Object pointing dataset rows:
═══

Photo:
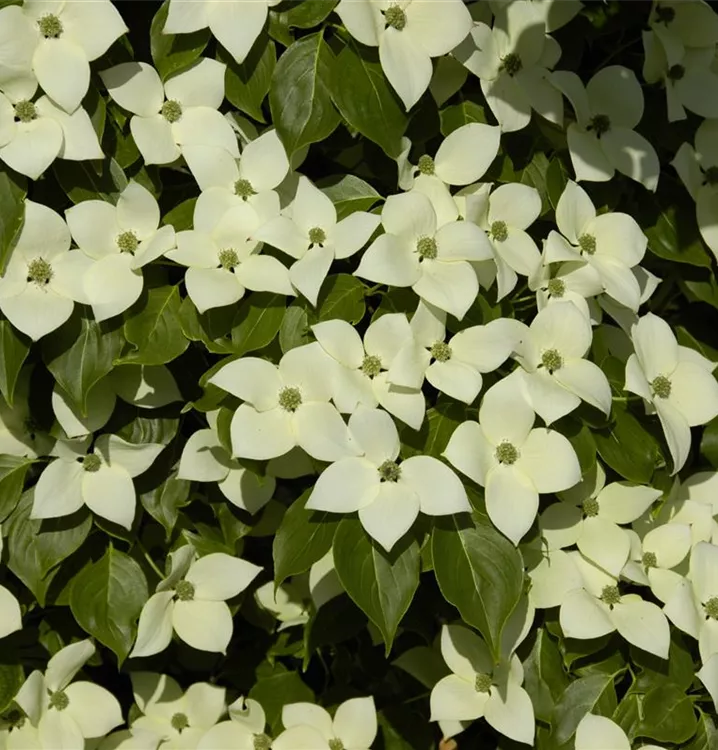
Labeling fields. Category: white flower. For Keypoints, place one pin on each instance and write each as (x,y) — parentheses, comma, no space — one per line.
(204,459)
(512,60)
(118,241)
(102,479)
(191,601)
(71,711)
(408,33)
(236,24)
(43,276)
(677,381)
(182,112)
(353,727)
(514,462)
(286,406)
(314,237)
(431,259)
(477,688)
(603,138)
(361,376)
(388,494)
(173,718)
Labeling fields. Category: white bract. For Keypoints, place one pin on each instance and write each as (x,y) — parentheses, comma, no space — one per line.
(181,112)
(353,727)
(361,375)
(101,479)
(603,139)
(119,240)
(477,688)
(433,260)
(191,601)
(65,712)
(408,33)
(312,235)
(512,460)
(222,258)
(677,382)
(387,493)
(285,406)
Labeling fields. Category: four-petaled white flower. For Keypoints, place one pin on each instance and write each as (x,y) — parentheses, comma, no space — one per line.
(387,493)
(514,461)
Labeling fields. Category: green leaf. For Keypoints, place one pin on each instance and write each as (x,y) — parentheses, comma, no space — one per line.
(152,325)
(257,321)
(480,572)
(173,52)
(13,189)
(246,84)
(303,538)
(366,101)
(300,98)
(341,296)
(14,348)
(81,352)
(381,584)
(106,599)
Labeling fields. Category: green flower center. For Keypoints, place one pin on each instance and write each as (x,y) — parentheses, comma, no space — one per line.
(39,271)
(290,399)
(389,471)
(426,165)
(243,188)
(228,259)
(179,721)
(507,453)
(552,360)
(371,365)
(610,595)
(499,231)
(441,352)
(127,242)
(661,386)
(25,111)
(600,124)
(184,591)
(426,247)
(50,26)
(171,110)
(395,17)
(91,462)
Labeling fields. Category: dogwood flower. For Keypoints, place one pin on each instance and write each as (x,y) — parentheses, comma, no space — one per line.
(58,709)
(387,494)
(360,375)
(314,237)
(101,479)
(512,60)
(191,601)
(512,460)
(353,727)
(676,381)
(40,285)
(431,259)
(610,243)
(477,688)
(222,258)
(234,23)
(181,112)
(408,33)
(285,406)
(172,717)
(120,240)
(204,459)
(603,139)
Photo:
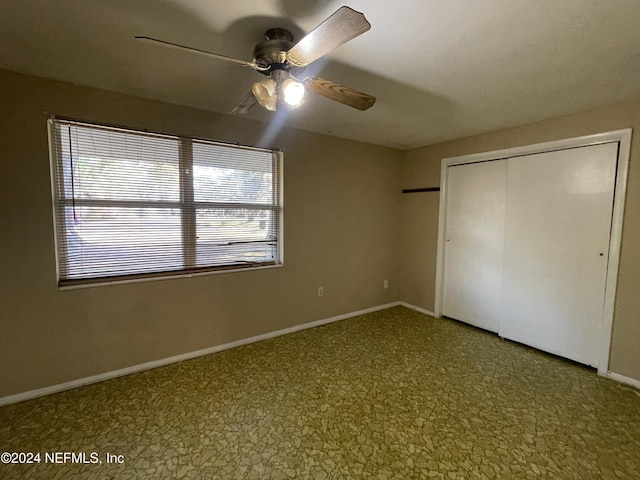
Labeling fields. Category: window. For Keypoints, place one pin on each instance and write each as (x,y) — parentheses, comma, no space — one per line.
(130,204)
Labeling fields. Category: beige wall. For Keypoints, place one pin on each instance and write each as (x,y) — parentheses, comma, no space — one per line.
(342,217)
(422,169)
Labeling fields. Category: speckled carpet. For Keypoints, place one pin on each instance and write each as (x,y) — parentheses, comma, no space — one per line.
(392,394)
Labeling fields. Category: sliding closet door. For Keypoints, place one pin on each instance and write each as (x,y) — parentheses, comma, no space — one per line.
(474,241)
(557,229)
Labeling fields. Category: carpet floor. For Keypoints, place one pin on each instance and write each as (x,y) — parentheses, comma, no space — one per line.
(391,394)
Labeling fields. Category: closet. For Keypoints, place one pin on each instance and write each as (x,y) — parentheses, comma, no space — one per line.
(525,246)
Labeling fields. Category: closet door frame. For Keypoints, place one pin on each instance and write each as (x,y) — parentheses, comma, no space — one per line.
(623,138)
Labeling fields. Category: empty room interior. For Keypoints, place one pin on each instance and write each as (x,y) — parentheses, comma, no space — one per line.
(319,239)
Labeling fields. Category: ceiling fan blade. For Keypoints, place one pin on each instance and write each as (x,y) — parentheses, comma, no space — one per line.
(343,25)
(245,104)
(340,93)
(217,56)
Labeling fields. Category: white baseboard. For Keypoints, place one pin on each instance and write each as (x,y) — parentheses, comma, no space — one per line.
(622,379)
(417,309)
(41,392)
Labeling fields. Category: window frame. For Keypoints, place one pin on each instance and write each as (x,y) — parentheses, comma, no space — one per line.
(187,205)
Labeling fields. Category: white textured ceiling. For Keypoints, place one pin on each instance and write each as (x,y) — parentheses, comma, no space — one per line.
(440,69)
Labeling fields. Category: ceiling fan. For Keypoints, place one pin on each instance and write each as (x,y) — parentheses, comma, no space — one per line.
(283,63)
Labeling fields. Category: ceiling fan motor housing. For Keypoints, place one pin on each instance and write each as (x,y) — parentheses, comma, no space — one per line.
(272,53)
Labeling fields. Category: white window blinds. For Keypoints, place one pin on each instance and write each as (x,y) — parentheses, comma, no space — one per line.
(130,204)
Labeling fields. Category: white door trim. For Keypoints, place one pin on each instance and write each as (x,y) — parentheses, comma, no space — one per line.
(623,137)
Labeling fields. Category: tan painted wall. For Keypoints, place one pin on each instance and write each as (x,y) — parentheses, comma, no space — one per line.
(422,169)
(342,217)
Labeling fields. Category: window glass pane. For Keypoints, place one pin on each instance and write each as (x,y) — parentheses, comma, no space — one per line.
(115,165)
(137,203)
(232,175)
(109,241)
(232,236)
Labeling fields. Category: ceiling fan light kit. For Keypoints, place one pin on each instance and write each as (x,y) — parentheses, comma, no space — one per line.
(283,63)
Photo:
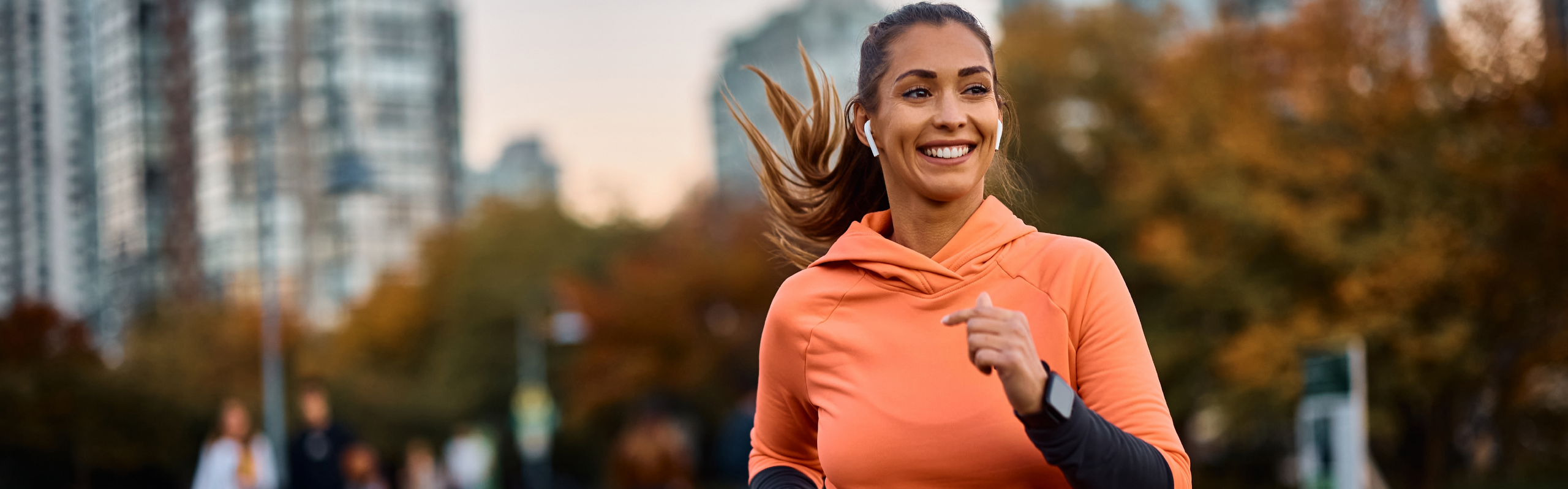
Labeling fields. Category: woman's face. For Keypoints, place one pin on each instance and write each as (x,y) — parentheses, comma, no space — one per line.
(236,422)
(938,113)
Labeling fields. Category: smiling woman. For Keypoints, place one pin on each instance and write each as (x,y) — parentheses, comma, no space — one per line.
(933,339)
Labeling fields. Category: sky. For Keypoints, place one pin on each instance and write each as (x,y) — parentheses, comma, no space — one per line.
(618,90)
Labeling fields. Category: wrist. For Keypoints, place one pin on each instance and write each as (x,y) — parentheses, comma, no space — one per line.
(1054,405)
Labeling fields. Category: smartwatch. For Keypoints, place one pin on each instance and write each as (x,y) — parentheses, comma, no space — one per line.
(1056,406)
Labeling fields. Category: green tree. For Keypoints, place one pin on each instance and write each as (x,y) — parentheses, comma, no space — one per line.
(1275,187)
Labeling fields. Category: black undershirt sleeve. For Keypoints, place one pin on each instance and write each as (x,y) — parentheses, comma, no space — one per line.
(782,477)
(1093,453)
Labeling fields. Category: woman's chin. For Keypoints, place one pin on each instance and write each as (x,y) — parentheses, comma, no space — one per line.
(948,192)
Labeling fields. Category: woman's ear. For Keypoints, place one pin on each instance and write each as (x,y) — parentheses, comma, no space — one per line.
(858,123)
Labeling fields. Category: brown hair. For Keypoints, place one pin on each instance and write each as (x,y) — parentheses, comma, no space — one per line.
(814,200)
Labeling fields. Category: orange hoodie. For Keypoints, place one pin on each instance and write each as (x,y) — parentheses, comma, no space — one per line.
(861,383)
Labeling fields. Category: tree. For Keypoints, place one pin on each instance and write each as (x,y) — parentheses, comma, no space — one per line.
(1274,187)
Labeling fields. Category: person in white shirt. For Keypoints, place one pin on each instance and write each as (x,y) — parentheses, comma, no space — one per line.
(237,458)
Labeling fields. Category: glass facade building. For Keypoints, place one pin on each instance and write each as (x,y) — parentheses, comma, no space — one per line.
(353,107)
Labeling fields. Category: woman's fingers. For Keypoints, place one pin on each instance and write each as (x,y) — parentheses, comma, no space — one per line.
(990,352)
(976,313)
(989,358)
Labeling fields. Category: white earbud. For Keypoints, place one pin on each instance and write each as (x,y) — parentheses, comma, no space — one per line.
(869,142)
(998,135)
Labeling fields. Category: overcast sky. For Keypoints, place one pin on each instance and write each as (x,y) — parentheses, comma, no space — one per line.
(618,90)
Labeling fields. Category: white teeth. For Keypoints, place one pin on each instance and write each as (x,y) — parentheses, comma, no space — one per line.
(946,153)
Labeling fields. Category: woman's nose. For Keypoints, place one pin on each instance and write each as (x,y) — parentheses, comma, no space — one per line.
(949,115)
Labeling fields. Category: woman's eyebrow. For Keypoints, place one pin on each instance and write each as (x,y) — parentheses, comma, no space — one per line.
(973,69)
(916,72)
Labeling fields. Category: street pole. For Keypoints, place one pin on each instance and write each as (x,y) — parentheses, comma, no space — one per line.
(273,108)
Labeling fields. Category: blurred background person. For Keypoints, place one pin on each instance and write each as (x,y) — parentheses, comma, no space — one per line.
(361,469)
(653,452)
(471,458)
(421,469)
(315,453)
(236,458)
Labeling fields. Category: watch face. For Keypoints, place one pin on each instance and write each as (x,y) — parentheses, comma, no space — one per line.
(1060,397)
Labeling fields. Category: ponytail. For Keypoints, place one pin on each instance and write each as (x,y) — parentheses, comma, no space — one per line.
(814,200)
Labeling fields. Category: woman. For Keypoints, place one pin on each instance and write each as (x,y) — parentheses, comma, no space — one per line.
(237,458)
(933,339)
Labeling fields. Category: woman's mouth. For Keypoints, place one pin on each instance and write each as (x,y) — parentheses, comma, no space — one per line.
(946,153)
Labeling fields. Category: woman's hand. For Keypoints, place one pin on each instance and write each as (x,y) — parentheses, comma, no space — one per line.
(1000,339)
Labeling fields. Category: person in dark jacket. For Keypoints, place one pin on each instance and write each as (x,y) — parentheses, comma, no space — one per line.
(317,450)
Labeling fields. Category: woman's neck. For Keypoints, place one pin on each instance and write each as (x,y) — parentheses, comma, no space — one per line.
(924,225)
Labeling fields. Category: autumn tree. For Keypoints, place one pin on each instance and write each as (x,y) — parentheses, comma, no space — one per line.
(1275,187)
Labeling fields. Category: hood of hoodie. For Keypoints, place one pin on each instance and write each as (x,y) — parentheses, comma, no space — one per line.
(968,254)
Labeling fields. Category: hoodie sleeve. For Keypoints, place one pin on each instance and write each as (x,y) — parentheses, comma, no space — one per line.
(1114,374)
(786,425)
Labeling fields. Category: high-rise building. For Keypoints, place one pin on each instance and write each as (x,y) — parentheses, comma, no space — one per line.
(522,173)
(350,112)
(832,33)
(145,150)
(48,175)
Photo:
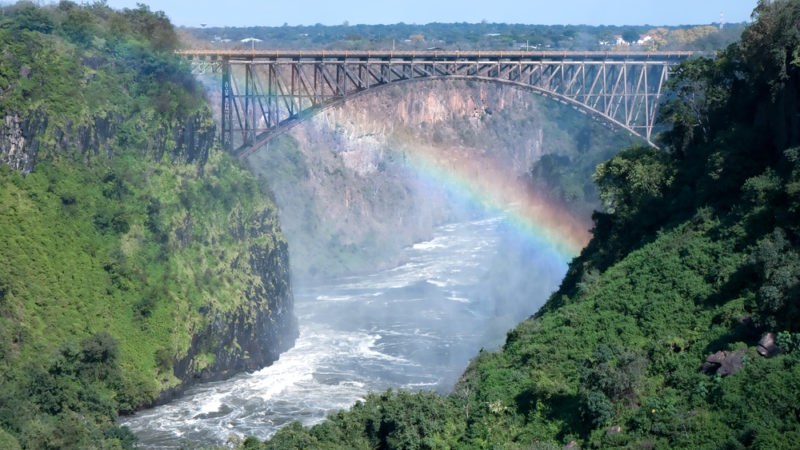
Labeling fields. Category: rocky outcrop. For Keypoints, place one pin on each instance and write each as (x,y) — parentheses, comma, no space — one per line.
(767,346)
(724,363)
(354,164)
(25,140)
(248,337)
(257,332)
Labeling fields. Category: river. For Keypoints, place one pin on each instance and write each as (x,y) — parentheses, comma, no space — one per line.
(415,326)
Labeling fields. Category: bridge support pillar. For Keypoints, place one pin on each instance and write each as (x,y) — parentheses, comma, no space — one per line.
(227,107)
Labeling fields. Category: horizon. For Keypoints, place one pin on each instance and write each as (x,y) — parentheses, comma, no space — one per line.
(250,13)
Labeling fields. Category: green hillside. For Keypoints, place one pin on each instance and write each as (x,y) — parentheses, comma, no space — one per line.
(695,253)
(128,242)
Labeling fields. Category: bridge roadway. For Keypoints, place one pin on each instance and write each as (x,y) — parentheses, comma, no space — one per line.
(283,87)
(437,55)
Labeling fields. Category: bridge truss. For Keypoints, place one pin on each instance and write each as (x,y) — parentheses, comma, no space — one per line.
(267,92)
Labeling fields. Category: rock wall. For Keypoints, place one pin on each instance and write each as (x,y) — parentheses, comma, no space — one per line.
(253,335)
(348,200)
(262,326)
(24,140)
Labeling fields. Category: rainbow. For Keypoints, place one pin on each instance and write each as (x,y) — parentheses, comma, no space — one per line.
(481,181)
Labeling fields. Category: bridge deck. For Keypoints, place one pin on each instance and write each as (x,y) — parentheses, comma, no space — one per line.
(442,55)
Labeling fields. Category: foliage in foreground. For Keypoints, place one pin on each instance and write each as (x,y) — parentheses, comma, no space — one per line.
(696,252)
(107,267)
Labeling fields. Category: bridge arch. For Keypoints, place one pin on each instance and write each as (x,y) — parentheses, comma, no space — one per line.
(281,89)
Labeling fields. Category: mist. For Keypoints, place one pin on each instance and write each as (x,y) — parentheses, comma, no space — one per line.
(418,235)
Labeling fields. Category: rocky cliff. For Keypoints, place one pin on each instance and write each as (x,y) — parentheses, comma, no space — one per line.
(136,257)
(24,140)
(349,197)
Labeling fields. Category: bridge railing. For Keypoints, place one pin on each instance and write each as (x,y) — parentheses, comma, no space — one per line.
(266,91)
(443,55)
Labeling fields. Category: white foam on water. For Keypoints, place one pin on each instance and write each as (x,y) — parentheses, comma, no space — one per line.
(357,335)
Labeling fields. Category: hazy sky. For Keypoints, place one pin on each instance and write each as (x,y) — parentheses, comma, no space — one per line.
(335,12)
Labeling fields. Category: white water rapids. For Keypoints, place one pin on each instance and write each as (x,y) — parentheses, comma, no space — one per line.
(412,327)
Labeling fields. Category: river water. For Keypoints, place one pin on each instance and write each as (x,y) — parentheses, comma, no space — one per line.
(412,327)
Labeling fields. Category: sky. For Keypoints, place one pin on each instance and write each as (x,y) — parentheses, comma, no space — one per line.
(548,12)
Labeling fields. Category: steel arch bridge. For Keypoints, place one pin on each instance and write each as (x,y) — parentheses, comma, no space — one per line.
(267,92)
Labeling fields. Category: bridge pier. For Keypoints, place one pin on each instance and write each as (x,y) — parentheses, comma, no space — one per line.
(283,87)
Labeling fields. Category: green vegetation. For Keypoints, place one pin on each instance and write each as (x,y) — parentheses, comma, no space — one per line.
(130,235)
(695,253)
(472,36)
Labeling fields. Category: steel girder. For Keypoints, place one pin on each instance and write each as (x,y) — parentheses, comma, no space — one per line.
(263,97)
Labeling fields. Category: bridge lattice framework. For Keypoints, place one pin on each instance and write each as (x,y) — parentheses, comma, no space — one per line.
(267,92)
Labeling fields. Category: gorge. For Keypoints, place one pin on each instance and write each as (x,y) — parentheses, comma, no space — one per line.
(374,257)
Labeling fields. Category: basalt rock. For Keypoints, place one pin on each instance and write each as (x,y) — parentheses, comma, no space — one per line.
(25,140)
(252,336)
(723,363)
(713,362)
(767,347)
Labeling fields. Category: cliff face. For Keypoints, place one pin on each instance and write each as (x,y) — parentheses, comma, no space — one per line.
(227,335)
(135,256)
(23,140)
(349,195)
(255,333)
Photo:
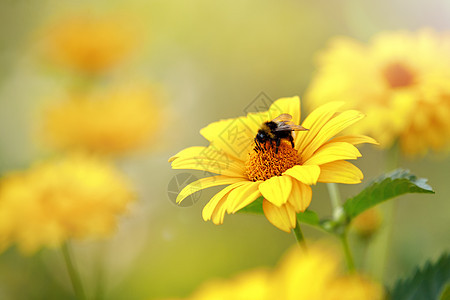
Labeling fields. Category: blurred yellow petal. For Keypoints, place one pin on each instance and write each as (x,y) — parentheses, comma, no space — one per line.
(301,196)
(105,121)
(399,79)
(74,197)
(276,189)
(288,105)
(355,139)
(283,217)
(307,174)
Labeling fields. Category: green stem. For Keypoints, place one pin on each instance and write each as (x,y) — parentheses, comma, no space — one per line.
(383,242)
(73,272)
(299,236)
(335,197)
(347,252)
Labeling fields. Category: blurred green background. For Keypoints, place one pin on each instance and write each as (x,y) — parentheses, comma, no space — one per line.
(212,58)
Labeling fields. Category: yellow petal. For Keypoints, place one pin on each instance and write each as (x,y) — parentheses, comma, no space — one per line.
(355,139)
(307,174)
(221,167)
(340,172)
(330,129)
(233,136)
(276,189)
(301,196)
(205,183)
(243,196)
(332,152)
(211,206)
(314,122)
(283,217)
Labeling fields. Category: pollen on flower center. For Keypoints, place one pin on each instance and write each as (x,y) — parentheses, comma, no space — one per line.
(398,75)
(262,165)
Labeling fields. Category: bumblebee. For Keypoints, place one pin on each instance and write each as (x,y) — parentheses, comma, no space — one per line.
(276,130)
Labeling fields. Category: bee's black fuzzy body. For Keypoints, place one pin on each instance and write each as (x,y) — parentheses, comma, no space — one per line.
(268,133)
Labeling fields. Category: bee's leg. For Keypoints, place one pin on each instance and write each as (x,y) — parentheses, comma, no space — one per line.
(278,145)
(291,138)
(257,147)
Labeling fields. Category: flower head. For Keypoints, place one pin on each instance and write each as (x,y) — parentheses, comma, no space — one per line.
(76,197)
(281,175)
(107,122)
(88,43)
(400,80)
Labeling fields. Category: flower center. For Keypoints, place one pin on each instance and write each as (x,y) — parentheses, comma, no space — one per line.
(398,75)
(264,164)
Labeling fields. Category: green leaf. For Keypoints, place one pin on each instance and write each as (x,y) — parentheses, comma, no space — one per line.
(253,208)
(427,283)
(385,187)
(445,295)
(309,217)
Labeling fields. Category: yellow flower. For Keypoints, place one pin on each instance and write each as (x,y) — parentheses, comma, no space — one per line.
(76,197)
(283,178)
(317,275)
(252,285)
(401,80)
(107,122)
(89,43)
(314,275)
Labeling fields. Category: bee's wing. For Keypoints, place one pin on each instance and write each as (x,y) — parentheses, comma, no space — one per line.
(282,118)
(287,126)
(298,128)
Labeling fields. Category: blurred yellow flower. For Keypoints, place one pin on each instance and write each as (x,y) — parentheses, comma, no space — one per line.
(401,80)
(75,197)
(283,178)
(107,122)
(314,275)
(250,285)
(89,43)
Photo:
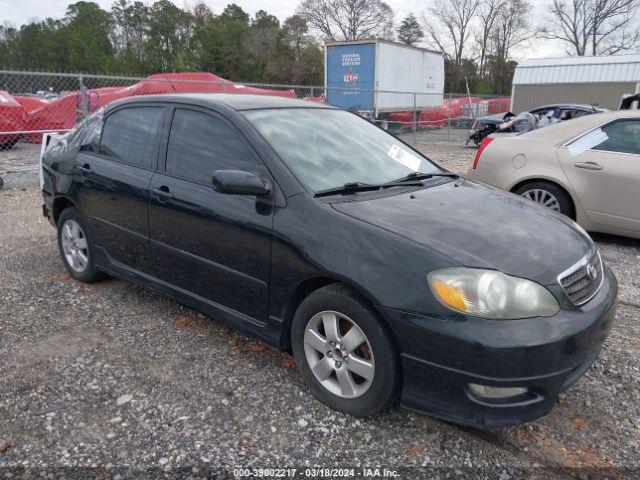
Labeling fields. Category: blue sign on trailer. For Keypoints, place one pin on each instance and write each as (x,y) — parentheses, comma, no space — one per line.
(351,67)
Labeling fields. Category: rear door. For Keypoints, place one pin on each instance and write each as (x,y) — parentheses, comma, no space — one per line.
(112,181)
(606,176)
(214,245)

═══

What this task involves: Everything from the line containing "Labeling fields. Category: flower center." to the last line of the listing above must be reproduced exactly, with no pictures included.

Expected answer:
Labeling fields. Category: flower center. For Keypoints, place one pin on each instance and write each as (x,y) — parentheses, comma, no space — one per line.
(398,75)
(264,164)
Labeling fields. Category: green leaf. For Keypoints, place one pin on each instance and write each as (x,y) — parentheses, comma, no space — one per line.
(253,208)
(427,283)
(385,187)
(445,295)
(309,217)
Labeling fields. Category: yellow flower. For Keypoints, place one pin on each instance and write each as (x,y) — parentheses, comma, no space — one per line.
(76,197)
(283,178)
(317,275)
(252,285)
(401,80)
(107,122)
(89,43)
(314,275)
Labeling fields. Category: bee's wing. For Keypoints, place one pin on each instance and write each as (x,y) — parentheses, comma, no space — one per line.
(282,118)
(287,126)
(298,128)
Labeling fields. Category: blurred yellow flower. For Keypoints, place one pin on each instance and write each as (x,y) — parentheses, comma, no space — one per line.
(401,80)
(75,197)
(283,178)
(107,122)
(314,275)
(250,285)
(89,43)
Photo:
Labeling fields. Category: blue sign on trailer. For Keypoints, place one pin on each instance and write each as (x,y) — parentheses, comma, no space — one per line.
(351,67)
Labeling fields. Category: rear door. For Keypoints, place one pin on each instance and write each as (x,y) — parentheses, comma, no space — one per line.
(112,181)
(606,176)
(214,245)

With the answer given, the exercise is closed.